--- DOCUMENT PASSAGE Enclosed Below ---
For over 20 years AMS has been finessing computer code that can predict what crystal structures can form for a given chemical compound, to help drug companies catch problematic polymorphs before a medicine is brought to market. In 2019, AMS showed its code could predict the appearance of a problematic form of rotigotine. Recent updates to the algorithm incorporate the effects of temperature and humidity, and also use comparisons with crystal structure data from drug companies AMS has worked with including AstraZeneca, Novartis, AbbVie (which now produces reformulated ritonavir), and UCB Pharma (which produces the reformulated rotigotine patches).
Nonetheless, identifying the experimental conditions required to produce a specific crystal remains challenging, since different structures can occur with little change in conditions, and one structure can change into another. You can think of it like oranges stacked in a box. You can lay out a square grid of oranges and balance each orange in the layer above directly on top of the orange below, and they will balance fine for a while. However, just a tap will cause oranges on top to nestle in the dip between oranges in the layer below – the more stable structure.
“There’s still a lot of need for experiments because a lot of factors are not 100% understood as far as how to achieve certain crystal structures,” says Dr Adam Raw, head of materials science R&D in the life science division at Merck. He highlights the “large number of factors that can come into play” when introducing additives to nudge the system towards a certain crystal structure, precisely the approach Project M investigated.
Calcium carbonate has three possible crystal structures: aragonite, vaterite and calcite. A mussel selectively grows which ones it needs – the more durable calcite for the outer shell, for example – and “not using harsh chemical conditions,” says Dr Julia Parker. “Just additives , organic molecules.” Parker and Murray wondered whether the right additive at the right concentration would help them control the growth of vaterite versus calcite.
At Diamond Light Source, the pair could quickly distinguish tiny changes in the crystal structure of hundreds of samples by examining the paths of the X-rays from the synchrotron as they scattered from each crystal’s lattice. (The synchrotron accelerates electrons, which emit X-rays as they change direction to move round it.) The bottleneck was preparing all the samples – to test factors including the additive used, concentration and mixing time – until the idea dawned to work with UK schools, exploiting the similarities in the labs and environmental conditions.
--- End of Enclosed DOCUMENT PASSAGE ---
--- EXTRACTED MATERIAL Enclosed Below ---
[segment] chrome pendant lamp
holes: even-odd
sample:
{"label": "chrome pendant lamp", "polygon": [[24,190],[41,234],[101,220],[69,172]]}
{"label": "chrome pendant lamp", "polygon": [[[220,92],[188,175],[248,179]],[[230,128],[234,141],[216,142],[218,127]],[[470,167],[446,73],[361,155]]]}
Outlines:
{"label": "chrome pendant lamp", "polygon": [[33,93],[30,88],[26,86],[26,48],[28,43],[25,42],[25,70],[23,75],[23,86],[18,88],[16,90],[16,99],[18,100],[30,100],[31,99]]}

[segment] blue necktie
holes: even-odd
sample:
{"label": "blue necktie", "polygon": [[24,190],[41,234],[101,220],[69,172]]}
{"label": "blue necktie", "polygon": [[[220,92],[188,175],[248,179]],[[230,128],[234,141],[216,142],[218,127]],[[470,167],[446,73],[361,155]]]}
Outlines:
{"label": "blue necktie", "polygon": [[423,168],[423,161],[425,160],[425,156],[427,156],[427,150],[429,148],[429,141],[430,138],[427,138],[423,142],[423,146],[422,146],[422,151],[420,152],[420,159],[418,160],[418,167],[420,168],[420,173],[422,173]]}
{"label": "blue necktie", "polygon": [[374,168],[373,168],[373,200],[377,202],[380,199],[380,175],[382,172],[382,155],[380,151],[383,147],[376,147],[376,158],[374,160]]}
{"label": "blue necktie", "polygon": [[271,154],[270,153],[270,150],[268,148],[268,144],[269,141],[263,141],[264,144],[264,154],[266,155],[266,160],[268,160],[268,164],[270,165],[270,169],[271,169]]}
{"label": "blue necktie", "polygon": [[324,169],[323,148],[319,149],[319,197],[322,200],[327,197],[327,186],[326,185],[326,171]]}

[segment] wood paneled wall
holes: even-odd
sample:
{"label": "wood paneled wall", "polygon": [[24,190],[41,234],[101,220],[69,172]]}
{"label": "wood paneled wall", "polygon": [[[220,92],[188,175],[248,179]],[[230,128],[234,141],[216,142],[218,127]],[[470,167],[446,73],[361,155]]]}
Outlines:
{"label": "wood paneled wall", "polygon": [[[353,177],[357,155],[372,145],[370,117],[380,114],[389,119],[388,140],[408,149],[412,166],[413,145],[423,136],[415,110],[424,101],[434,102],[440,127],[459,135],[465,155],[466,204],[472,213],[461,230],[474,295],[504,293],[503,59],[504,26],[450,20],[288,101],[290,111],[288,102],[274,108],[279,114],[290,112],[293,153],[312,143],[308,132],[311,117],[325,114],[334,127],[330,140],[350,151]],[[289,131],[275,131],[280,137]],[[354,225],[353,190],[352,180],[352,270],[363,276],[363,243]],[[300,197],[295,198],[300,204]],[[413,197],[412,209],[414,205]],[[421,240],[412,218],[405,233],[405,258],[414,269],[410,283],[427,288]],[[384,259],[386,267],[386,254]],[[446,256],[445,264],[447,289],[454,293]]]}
--- End of Enclosed EXTRACTED MATERIAL ---
## WHAT YOU NEED TO DO
**1.** According to the crystal structure passage, what are the three possible crystal structures of calcium carbonate?
**2.** Write out the crystal structure passage starting with "Calcium carbonate has" and going on through "vaterite versus calcite.".
Rely only on the crystal structure passage to respond.

## SOLUTIONS FOR EACH TASK
**1.** Aragonite, vaterite and calcite.

**2.**
Calcium carbonate has three possible crystal structures: aragonite, vaterite and calcite. A mussel selectively grows which ones it needs – the more durable calcite for the outer shell, for example – and “not using harsh chemical conditions,” says Dr Julia Parker. “Just additives , organic molecules.” Parker and Murray wondered whether the right additive at the right concentration would help them control the growth of vaterite versus calcite.